►

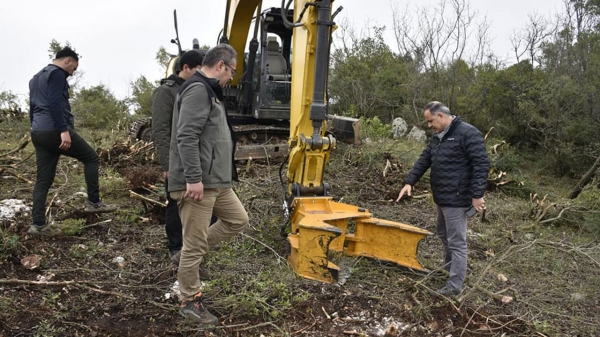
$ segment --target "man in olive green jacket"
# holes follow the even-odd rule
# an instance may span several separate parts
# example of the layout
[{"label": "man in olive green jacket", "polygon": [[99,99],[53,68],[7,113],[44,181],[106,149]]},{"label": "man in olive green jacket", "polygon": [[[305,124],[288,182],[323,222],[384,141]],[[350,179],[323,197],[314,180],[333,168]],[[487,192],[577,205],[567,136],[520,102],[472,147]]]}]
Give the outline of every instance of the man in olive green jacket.
[{"label": "man in olive green jacket", "polygon": [[165,190],[167,191],[167,209],[165,211],[165,231],[169,256],[175,264],[179,264],[181,247],[181,219],[177,210],[177,202],[171,199],[169,186],[169,147],[171,145],[171,127],[173,106],[177,90],[181,84],[202,66],[204,55],[197,50],[184,53],[177,61],[180,71],[161,81],[161,85],[152,93],[152,141],[158,154],[158,161],[163,170]]},{"label": "man in olive green jacket", "polygon": [[[177,200],[183,227],[179,313],[202,324],[217,325],[218,319],[204,308],[198,266],[209,247],[248,225],[248,214],[232,189],[237,180],[235,142],[223,96],[223,86],[236,74],[236,56],[227,44],[210,49],[202,69],[182,84],[173,110],[169,192]],[[219,220],[209,227],[213,214]]]}]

◄

● PROBLEM STATEMENT
When you repeat the material above, keep every word exact and leave out the pictures.

● SOLUTION TO THE EXERCISE
$ segment --target "man in olive green jacket"
# holes follow the even-odd rule
# an instance may span several separate parts
# example of the layout
[{"label": "man in olive green jacket", "polygon": [[99,99],[53,68],[7,113],[44,181],[106,149]]},{"label": "man in olive green jacket", "polygon": [[[305,124],[288,182],[323,222],[384,141]],[[350,179],[323,197],[314,180],[333,168]],[[487,192],[577,205],[567,136],[520,102],[472,147]]]}]
Give the outline of every instance of the man in olive green jacket.
[{"label": "man in olive green jacket", "polygon": [[165,190],[167,191],[167,209],[165,211],[165,231],[169,256],[175,264],[179,264],[181,247],[181,219],[177,210],[177,202],[171,199],[169,186],[169,147],[171,145],[171,127],[173,106],[177,90],[181,84],[202,66],[204,55],[197,50],[184,53],[177,61],[180,71],[161,81],[161,85],[152,93],[152,141],[158,154],[158,161],[163,170]]},{"label": "man in olive green jacket", "polygon": [[[177,200],[183,227],[179,313],[202,324],[217,325],[218,319],[204,308],[198,266],[209,247],[248,225],[248,214],[232,189],[237,180],[235,142],[223,96],[223,86],[236,74],[236,56],[227,44],[210,49],[202,69],[182,84],[173,110],[169,192]],[[219,220],[209,227],[213,214]]]}]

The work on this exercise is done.